▶ [DATA SHOWN]
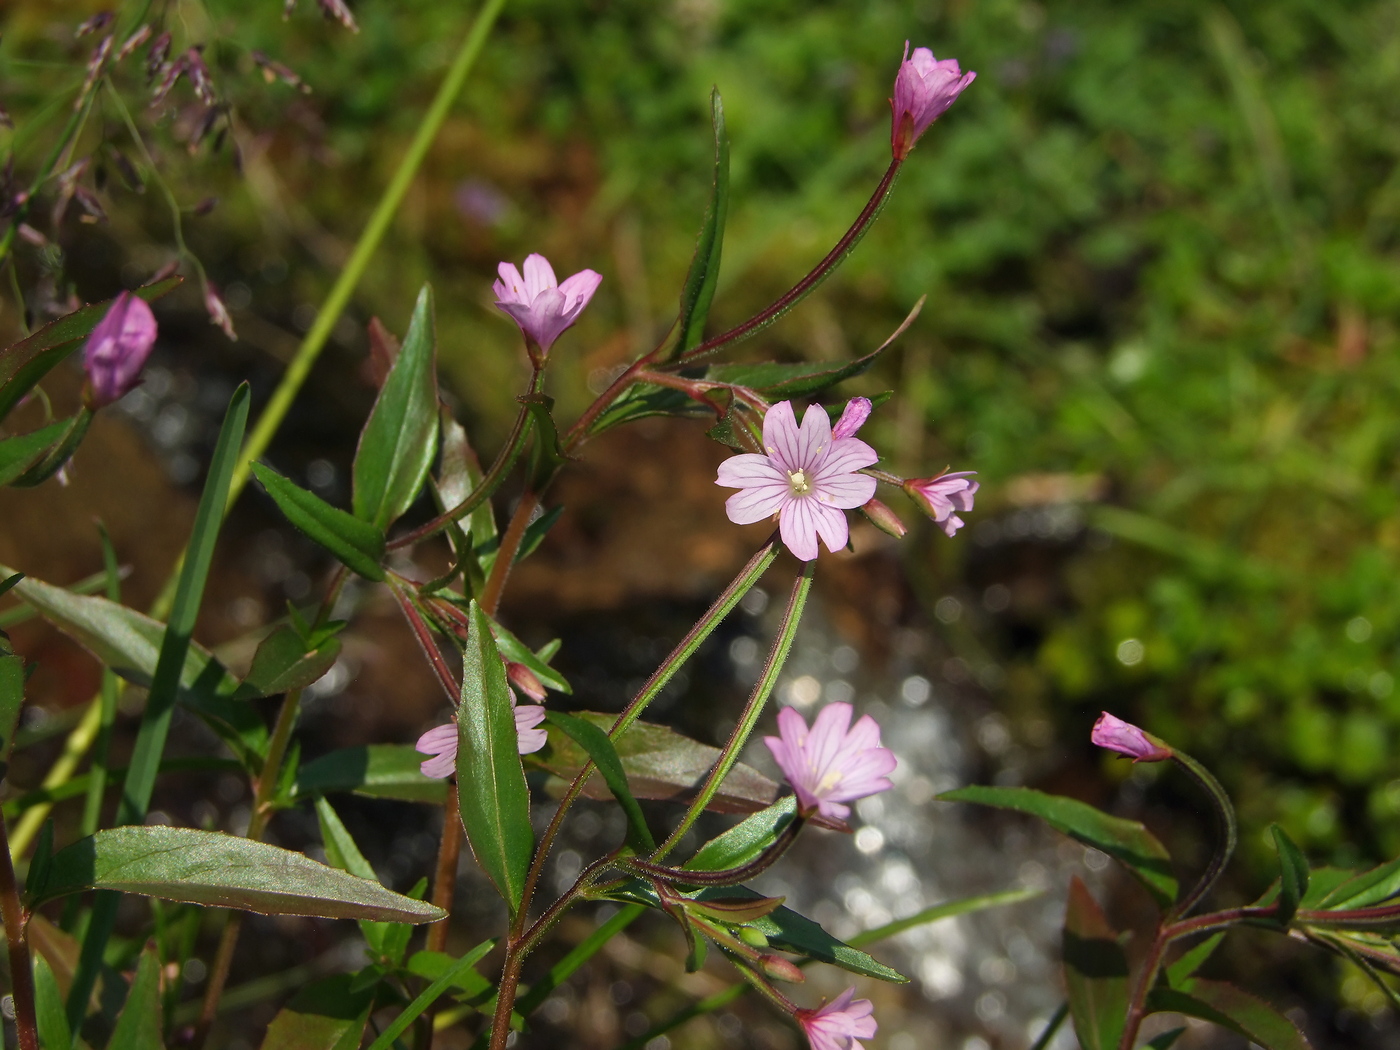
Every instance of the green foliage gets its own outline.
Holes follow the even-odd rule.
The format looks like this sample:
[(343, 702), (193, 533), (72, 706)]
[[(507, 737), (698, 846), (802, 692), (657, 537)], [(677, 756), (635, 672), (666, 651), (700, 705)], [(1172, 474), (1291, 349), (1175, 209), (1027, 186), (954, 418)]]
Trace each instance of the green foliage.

▶ [EXERCISE OBJECTIVE] Wherever the string "foliage" occurs in the records, copy the line it is in.

▶ [RESPONSE AREA]
Every instance of the green foliage gets its own outline.
Trace each instance of the green foliage.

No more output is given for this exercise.